[BRIEF A] Can you summarize the text on data story ideas in two sentences?
[BRIEF B] In the text on data story ideas, how much did GPs award in deals to their own companies?

··· TEXT SEGMENT

Earlier this year we revealed GPs awarded £2.4bn in deals to their own companies. Have a look at what we did (and the data we’ve released) to get ideas on how to combine data sets and dig for stories. You can also take our story on by getting the latest data or investigating on a local level.

Elections, elections, elections

Ahead of the General Election in 2015, our team looked at party allegiance and voter profiles. We rejected the flawed polling data ahead of May and used demographic data and election results to explain the election in a way no one else attempted to. We released our methodology and code and would love to see students at Build the News take our work further or propose other innovative takes on the upcoming 2016 elections. Here are the ones to look at:

EU referendum

From constituency demographics and intention, to historical shifts on Brexit, to cost and benefit measurements for specific industries, we are hoping to see teams take on the data surrounding this issue.

London Mayoral elections

How have London voters in the mayoral changed overtime? Is it about securing outer London? Inner? What analysis can be done about the candidates themselves? Look at a candidate’s history and see how they align with party manifestos or their written answers in Parliament. This could be an interesting text analysis exercise or a numerical one if you look at voting records.

······
··· RECORD LIST

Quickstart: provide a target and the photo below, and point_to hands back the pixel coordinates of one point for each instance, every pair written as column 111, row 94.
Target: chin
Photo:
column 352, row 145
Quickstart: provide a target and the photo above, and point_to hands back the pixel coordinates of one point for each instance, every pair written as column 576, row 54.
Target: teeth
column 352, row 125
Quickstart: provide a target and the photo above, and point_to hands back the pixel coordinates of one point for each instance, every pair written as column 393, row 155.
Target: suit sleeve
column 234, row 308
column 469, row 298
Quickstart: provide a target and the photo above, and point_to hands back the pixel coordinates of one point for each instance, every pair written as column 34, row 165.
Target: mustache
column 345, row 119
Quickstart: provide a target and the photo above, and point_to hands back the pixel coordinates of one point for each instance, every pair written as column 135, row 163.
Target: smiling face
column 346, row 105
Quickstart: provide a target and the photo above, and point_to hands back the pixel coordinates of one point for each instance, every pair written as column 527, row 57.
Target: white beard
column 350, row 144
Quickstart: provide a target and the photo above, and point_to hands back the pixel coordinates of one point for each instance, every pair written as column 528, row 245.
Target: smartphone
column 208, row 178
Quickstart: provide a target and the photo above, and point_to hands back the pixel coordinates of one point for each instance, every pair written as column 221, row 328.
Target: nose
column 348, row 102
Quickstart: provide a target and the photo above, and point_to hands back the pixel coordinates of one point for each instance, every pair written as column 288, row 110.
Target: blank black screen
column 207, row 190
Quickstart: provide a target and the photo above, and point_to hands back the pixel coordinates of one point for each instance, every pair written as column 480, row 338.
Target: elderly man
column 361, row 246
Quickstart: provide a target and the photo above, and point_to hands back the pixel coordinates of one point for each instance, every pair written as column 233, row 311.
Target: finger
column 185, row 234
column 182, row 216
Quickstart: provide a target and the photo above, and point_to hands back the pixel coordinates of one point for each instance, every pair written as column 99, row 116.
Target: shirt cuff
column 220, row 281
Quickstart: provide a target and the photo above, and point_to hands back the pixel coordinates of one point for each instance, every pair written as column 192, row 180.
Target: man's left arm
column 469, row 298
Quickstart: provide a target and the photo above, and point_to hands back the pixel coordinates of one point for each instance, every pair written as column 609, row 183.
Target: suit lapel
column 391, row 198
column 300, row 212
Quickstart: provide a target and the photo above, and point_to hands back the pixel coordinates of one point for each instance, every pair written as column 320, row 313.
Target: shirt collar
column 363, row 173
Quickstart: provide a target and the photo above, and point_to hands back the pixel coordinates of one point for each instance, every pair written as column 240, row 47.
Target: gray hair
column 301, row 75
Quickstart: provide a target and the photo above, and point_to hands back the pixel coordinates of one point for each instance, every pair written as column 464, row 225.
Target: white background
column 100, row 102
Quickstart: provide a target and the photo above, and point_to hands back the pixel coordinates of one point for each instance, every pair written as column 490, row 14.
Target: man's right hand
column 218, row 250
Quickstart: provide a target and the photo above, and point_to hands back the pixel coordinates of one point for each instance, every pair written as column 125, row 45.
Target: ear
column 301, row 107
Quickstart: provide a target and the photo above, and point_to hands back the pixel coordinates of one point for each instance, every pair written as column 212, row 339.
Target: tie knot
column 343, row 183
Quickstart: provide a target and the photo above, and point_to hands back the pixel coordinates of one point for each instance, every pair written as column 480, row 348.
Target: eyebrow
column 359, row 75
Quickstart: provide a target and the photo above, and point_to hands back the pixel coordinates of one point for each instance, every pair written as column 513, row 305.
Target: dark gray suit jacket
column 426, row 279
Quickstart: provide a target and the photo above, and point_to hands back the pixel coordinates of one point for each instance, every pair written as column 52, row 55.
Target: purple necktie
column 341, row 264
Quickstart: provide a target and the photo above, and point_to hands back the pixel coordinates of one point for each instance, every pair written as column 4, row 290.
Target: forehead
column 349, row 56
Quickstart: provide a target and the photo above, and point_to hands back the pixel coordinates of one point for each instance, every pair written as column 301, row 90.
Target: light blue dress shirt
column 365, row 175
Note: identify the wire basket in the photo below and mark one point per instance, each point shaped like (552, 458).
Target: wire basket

······

[FULL ANSWER A] The team revealed that GPs awarded £2.4bn in deals to their own companies, and it invites readers to study its methods and released data, get the latest data, or investigate at a local level. It also describes its 2015 General Election analysis, which used demographic data and election results and whose methodology and code were released, and it suggests that students at Build the News take on the 2016 elections, such as the EU referendum and the London Mayoral elections.

[FULL ANSWER B] £2.4bn.